■ Goal 1 ■
Duplicate the passage from the album article below, starting with "Live album by Max" and going on through "Recording Industry Association.".

---- Source text

Live album by Max Webster
- Released: 22 October 1979
- Recorded: 13 September 1979 at Lyric Theatre, Kitchener; 14 September 1979 at War Memorial Hall, Guelph;
- Genre: Rock
- Length: 45:20
- Label: Anthem (Canada) Capitol (US, Europe)
- Producer: Max Webster, Terry Brown, Tom Berry

Max Webster chronology
| A Million Vacations (1979) | Live Magnetic Air (1979) | Universal Juveniles (1980) |

= Live Magnetic Air =

Live Magnetic Air is a live album by Canadian rock band Max Webster. It was recorded on 13 September 1979 at the Lyric Theatre in Kitchener and 14 September 1979 at War Memorial Hall in Guelph, with two shows played at each venue each night. The album was released on 22 October 1979 in Canada by Anthem Records and in the USA by Capitol Records and has been certified gold by the Canadian Recording Industry Association.

The album was released in the United States on Capitol Records. In the United Kingdom a rare alternative to this release was made available. Seeing as Max Webster had two prior releases in the UK, Capitol-EMI released Magnetic Air, which allowed new fans to hear some of the live portions of the North American released Live Magnetic Air, as well as selections from the first two Max Webster releases Max Webster and High Class in Borrowed Shoes.

--------
---- Record excerpts

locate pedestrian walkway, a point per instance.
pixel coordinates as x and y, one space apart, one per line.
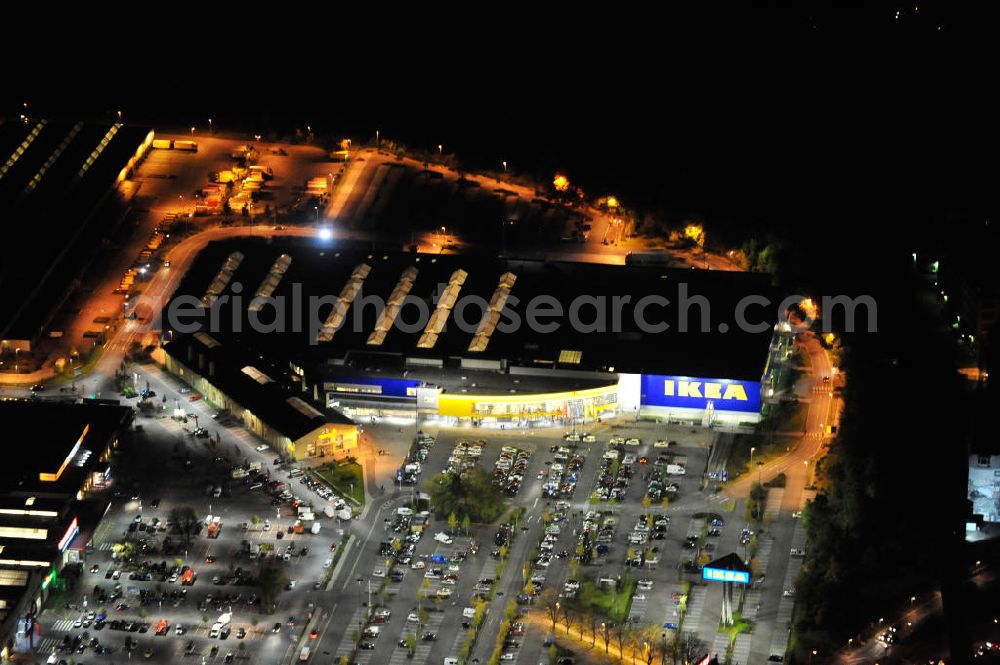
720 644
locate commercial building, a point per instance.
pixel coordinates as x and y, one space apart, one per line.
57 203
266 407
51 503
488 342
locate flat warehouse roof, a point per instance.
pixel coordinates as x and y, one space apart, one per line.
60 440
257 387
612 316
53 177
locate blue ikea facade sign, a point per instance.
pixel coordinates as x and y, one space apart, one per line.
370 385
688 392
723 575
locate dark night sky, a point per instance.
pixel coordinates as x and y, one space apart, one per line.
785 117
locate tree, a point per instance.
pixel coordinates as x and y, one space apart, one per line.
687 648
591 620
620 632
185 523
471 493
549 600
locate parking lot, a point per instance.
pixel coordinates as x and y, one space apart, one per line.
594 519
161 598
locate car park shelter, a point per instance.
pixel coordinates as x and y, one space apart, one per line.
460 338
57 203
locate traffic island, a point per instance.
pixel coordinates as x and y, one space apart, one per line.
345 477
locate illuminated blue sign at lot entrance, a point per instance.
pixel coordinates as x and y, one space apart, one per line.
721 575
690 392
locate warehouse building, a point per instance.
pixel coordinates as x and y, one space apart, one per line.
265 406
399 334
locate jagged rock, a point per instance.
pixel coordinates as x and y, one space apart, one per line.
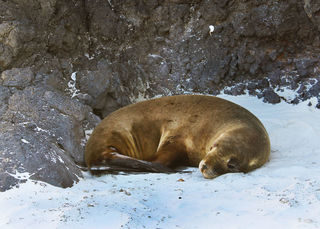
270 96
17 77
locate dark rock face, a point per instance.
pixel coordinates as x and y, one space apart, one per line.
64 63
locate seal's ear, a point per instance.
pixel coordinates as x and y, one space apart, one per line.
233 164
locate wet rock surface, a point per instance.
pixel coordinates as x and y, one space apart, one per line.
64 65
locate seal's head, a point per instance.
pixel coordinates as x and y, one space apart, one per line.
219 161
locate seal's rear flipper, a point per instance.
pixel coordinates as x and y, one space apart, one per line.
118 162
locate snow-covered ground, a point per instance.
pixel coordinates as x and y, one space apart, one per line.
285 193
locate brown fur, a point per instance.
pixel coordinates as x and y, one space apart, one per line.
180 130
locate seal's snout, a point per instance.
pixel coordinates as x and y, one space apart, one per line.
206 171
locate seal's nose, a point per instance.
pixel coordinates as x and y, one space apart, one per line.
202 166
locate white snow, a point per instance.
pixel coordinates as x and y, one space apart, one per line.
285 193
211 29
25 141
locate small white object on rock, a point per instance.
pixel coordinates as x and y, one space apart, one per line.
211 29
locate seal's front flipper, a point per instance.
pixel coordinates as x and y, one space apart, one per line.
119 162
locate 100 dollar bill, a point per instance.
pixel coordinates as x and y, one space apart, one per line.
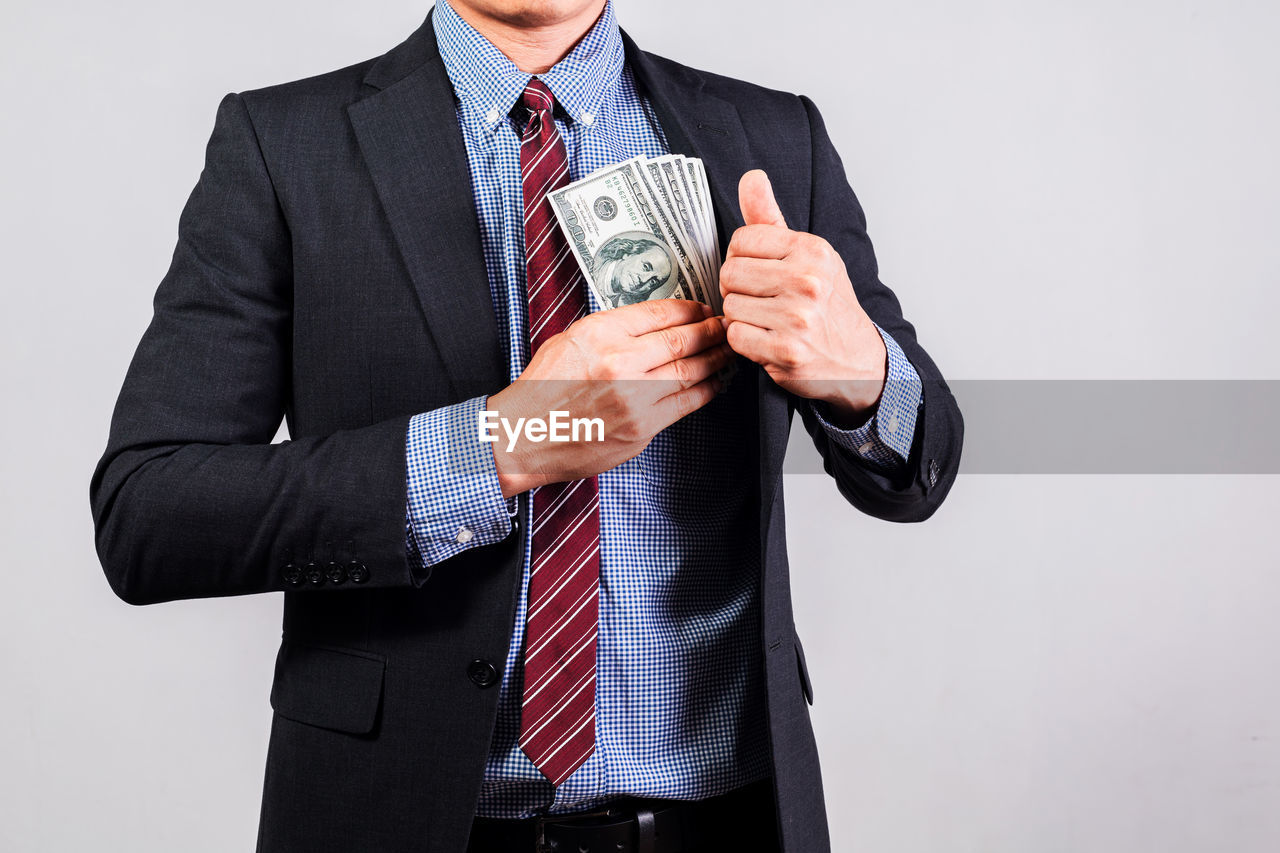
622 240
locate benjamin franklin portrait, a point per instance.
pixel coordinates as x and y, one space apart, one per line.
632 268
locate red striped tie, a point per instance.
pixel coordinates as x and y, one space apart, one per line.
557 721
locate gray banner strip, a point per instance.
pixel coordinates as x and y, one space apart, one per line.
1107 427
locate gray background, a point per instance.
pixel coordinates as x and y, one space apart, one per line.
1056 191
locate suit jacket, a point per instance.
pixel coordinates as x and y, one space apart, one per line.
328 269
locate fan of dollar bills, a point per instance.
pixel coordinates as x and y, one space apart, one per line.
644 229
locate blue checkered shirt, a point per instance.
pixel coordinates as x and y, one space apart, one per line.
680 703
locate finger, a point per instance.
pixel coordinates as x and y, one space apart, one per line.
752 276
755 199
685 373
650 315
757 310
762 241
676 405
676 342
753 342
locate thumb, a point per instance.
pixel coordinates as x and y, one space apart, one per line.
755 199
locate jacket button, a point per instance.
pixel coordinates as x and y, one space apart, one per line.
483 673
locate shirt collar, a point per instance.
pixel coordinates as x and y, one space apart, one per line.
489 83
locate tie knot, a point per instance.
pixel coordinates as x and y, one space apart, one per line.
536 97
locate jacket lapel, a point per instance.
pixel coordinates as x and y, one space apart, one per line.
408 133
707 127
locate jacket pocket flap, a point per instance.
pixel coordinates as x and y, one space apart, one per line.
328 687
805 685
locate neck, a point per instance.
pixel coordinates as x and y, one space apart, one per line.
533 42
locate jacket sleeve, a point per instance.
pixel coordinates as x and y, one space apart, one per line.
914 491
191 498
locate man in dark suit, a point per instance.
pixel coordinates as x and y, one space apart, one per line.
366 255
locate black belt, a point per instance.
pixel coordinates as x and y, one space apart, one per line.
739 820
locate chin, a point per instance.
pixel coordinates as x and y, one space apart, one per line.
530 13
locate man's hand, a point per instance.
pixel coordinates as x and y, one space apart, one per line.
639 368
790 306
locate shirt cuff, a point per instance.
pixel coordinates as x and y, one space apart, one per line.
455 501
885 438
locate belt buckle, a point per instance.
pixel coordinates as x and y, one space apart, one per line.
540 821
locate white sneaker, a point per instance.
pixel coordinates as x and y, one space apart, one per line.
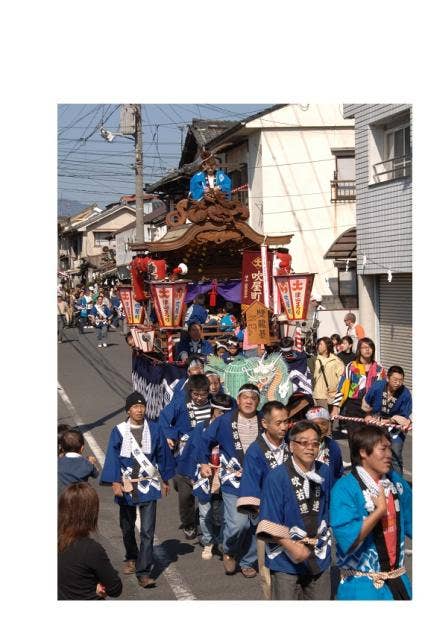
207 552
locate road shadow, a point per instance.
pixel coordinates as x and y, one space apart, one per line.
100 421
335 576
168 552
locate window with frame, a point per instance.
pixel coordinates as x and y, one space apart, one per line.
398 150
343 186
102 238
390 150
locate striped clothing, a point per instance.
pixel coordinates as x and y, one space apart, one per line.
248 431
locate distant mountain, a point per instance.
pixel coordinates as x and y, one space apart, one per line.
70 207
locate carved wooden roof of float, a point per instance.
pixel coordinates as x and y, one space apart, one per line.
209 250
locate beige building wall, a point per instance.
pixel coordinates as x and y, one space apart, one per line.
294 192
110 225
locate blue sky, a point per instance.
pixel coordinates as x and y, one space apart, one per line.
90 169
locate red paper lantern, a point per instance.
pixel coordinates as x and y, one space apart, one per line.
133 310
168 299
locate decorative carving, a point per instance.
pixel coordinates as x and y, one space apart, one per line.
218 237
214 207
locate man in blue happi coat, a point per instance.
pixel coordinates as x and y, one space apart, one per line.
233 434
370 515
294 520
209 180
329 450
137 460
267 452
391 401
177 425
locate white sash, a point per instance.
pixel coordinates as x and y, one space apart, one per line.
230 470
148 473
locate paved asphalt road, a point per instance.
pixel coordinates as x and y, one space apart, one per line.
92 386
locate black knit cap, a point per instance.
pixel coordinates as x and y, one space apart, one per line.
134 398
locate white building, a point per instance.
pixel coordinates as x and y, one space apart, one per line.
297 162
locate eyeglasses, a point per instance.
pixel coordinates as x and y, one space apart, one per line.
306 443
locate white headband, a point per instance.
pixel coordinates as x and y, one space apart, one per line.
248 391
217 406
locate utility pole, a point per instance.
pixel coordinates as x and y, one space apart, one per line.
140 229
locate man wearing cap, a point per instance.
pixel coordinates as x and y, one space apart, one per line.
137 461
207 490
329 451
83 305
267 452
300 376
187 415
63 310
233 433
354 330
209 180
193 343
294 520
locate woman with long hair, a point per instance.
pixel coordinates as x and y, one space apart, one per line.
356 380
328 369
84 570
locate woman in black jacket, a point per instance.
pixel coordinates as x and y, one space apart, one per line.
84 570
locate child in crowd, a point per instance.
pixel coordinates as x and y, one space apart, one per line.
197 312
210 502
221 350
84 570
61 430
72 466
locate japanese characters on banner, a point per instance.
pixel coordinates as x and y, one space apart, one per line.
252 277
133 310
295 291
168 299
257 324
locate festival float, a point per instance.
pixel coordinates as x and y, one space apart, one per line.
210 248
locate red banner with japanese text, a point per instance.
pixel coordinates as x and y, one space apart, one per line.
252 277
295 291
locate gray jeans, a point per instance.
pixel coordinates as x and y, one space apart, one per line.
61 326
286 586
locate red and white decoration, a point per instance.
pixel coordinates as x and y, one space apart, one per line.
143 340
168 299
133 310
295 290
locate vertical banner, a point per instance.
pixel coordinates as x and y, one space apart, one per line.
126 296
295 291
252 277
257 323
266 275
277 307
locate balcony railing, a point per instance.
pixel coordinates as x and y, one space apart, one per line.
393 168
343 190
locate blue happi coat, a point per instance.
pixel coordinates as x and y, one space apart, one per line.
331 455
280 511
347 512
220 433
256 468
160 456
199 184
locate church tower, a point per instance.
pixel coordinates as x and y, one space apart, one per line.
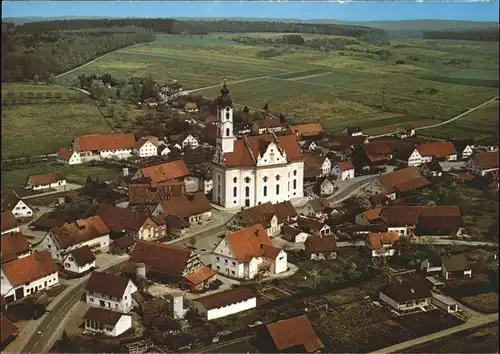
225 135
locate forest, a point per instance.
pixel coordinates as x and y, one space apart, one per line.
483 36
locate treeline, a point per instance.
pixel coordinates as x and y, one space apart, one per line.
46 54
371 35
482 36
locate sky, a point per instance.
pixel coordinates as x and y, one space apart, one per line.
305 10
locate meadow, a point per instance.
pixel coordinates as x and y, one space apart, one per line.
40 125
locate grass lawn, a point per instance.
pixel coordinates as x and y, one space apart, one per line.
16 177
37 129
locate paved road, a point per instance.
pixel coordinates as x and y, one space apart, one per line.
446 121
471 323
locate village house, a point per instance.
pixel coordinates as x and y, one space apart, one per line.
369 217
255 169
144 147
194 208
79 261
344 170
321 247
9 222
268 126
9 332
292 234
140 225
406 131
225 303
28 275
102 146
270 216
107 322
45 181
353 131
91 232
318 208
308 131
382 244
325 187
110 291
68 157
313 226
163 172
399 181
480 163
122 245
464 148
242 254
407 296
291 335
404 219
20 208
431 169
14 246
170 264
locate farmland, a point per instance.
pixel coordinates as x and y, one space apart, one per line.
40 119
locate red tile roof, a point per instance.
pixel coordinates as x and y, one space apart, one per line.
8 221
200 275
12 245
48 178
186 205
307 130
440 149
166 171
247 149
251 242
377 240
79 231
105 142
30 268
485 160
65 154
294 332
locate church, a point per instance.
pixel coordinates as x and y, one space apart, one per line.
254 169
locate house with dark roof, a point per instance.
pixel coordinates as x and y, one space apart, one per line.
404 219
225 303
291 335
20 208
92 232
270 216
110 292
45 181
321 247
407 296
28 275
140 225
480 163
79 261
242 254
14 246
432 169
194 208
9 222
108 322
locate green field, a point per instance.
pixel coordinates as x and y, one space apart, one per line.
432 80
40 126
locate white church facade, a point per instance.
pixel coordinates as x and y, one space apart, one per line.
254 169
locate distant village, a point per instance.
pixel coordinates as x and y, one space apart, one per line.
271 195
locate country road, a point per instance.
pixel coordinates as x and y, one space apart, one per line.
471 323
444 122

--------

■ Goal 2 ■
Format the records above as a Markdown table with the columns Row and Record line, starting with the line with "locate sky, a point per instance." and going on through the last line of the records. Leave out blank lines.

■ Expected output 1 ■
Live album by Max Webster
- Released: 22 October 1979
- Recorded: 13 September 1979 at Lyric Theatre, Kitchener; 14 September 1979 at War Memorial Hall, Guelph;
- Genre: Rock
- Length: 45:20
- Label: Anthem (Canada) Capitol (US, Europe)
- Producer: Max Webster, Terry Brown, Tom Berry

Max Webster chronology
| A Million Vacations (1979) | Live Magnetic Air (1979) | Universal Juveniles (1980) |

= Live Magnetic Air =

Live Magnetic Air is a live album by Canadian rock band Max Webster. It was recorded on 13 September 1979 at the Lyric Theatre in Kitchener and 14 September 1979 at War Memorial Hall in Guelph, with two shows played at each venue each night. The album was released on 22 October 1979 in Canada by Anthem Records and in the USA by Capitol Records and has been certified gold by the Canadian Recording Industry Association.

■ Expected output 2 ■
| Row | Record line |
|---|---|
| 1 | locate sky, a point per instance. |
| 2 | pixel coordinates as x and y, one space apart, one per line. |
| 3 | 305 10 |
| 4 | locate meadow, a point per instance. |
| 5 | pixel coordinates as x and y, one space apart, one per line. |
| 6 | 40 125 |
| 7 | locate grass lawn, a point per instance. |
| 8 | pixel coordinates as x and y, one space apart, one per line. |
| 9 | 16 177 |
| 10 | 37 129 |
| 11 | locate paved road, a point per instance. |
| 12 | pixel coordinates as x and y, one space apart, one per line. |
| 13 | 446 121 |
| 14 | 471 323 |
| 15 | locate village house, a point per instance. |
| 16 | pixel coordinates as x and y, one space apart, one per line. |
| 17 | 369 217 |
| 18 | 255 169 |
| 19 | 144 147 |
| 20 | 194 208 |
| 21 | 79 261 |
| 22 | 344 170 |
| 23 | 321 247 |
| 24 | 9 222 |
| 25 | 268 126 |
| 26 | 9 332 |
| 27 | 292 234 |
| 28 | 140 225 |
| 29 | 406 131 |
| 30 | 225 303 |
| 31 | 28 275 |
| 32 | 102 146 |
| 33 | 270 216 |
| 34 | 107 322 |
| 35 | 45 181 |
| 36 | 353 131 |
| 37 | 91 232 |
| 38 | 318 208 |
| 39 | 308 131 |
| 40 | 382 244 |
| 41 | 325 187 |
| 42 | 110 291 |
| 43 | 68 157 |
| 44 | 313 226 |
| 45 | 163 172 |
| 46 | 399 181 |
| 47 | 480 163 |
| 48 | 122 245 |
| 49 | 464 148 |
| 50 | 242 254 |
| 51 | 407 296 |
| 52 | 291 335 |
| 53 | 404 219 |
| 54 | 20 208 |
| 55 | 431 169 |
| 56 | 14 246 |
| 57 | 170 264 |
| 58 | locate farmland, a point per instance. |
| 59 | pixel coordinates as x and y, one space apart, one per line. |
| 60 | 40 119 |
| 61 | locate red tile roof, a point per instance. |
| 62 | pixel coordinates as x and y, one space apart, one per line. |
| 63 | 8 221 |
| 64 | 200 275 |
| 65 | 12 245 |
| 66 | 48 178 |
| 67 | 186 205 |
| 68 | 307 130 |
| 69 | 440 149 |
| 70 | 166 171 |
| 71 | 247 149 |
| 72 | 251 242 |
| 73 | 377 240 |
| 74 | 79 231 |
| 75 | 105 142 |
| 76 | 30 268 |
| 77 | 485 160 |
| 78 | 65 154 |
| 79 | 294 332 |
| 80 | locate church, a point per instance. |
| 81 | pixel coordinates as x and y, one space apart, one per line. |
| 82 | 254 169 |
| 83 | locate house with dark roof, a point per instance. |
| 84 | pixel coordinates as x and y, one space apart, one per line. |
| 85 | 404 219 |
| 86 | 225 303 |
| 87 | 291 335 |
| 88 | 20 208 |
| 89 | 92 232 |
| 90 | 270 216 |
| 91 | 110 292 |
| 92 | 45 181 |
| 93 | 321 247 |
| 94 | 407 296 |
| 95 | 28 275 |
| 96 | 140 225 |
| 97 | 480 163 |
| 98 | 79 261 |
| 99 | 242 254 |
| 100 | 14 246 |
| 101 | 432 169 |
| 102 | 194 208 |
| 103 | 9 222 |
| 104 | 108 322 |
| 105 | locate green field, a point per instance. |
| 106 | pixel coordinates as x and y, one space apart, one per line. |
| 107 | 432 80 |
| 108 | 40 126 |
| 109 | locate white church facade, a point per instance. |
| 110 | pixel coordinates as x and y, one space apart, one per line. |
| 111 | 254 169 |
| 112 | locate distant village, a point per instance. |
| 113 | pixel coordinates as x and y, one space apart, one per line. |
| 114 | 271 195 |
| 115 | locate country road, a point per instance. |
| 116 | pixel coordinates as x and y, one space apart, one per line. |
| 117 | 471 323 |
| 118 | 444 122 |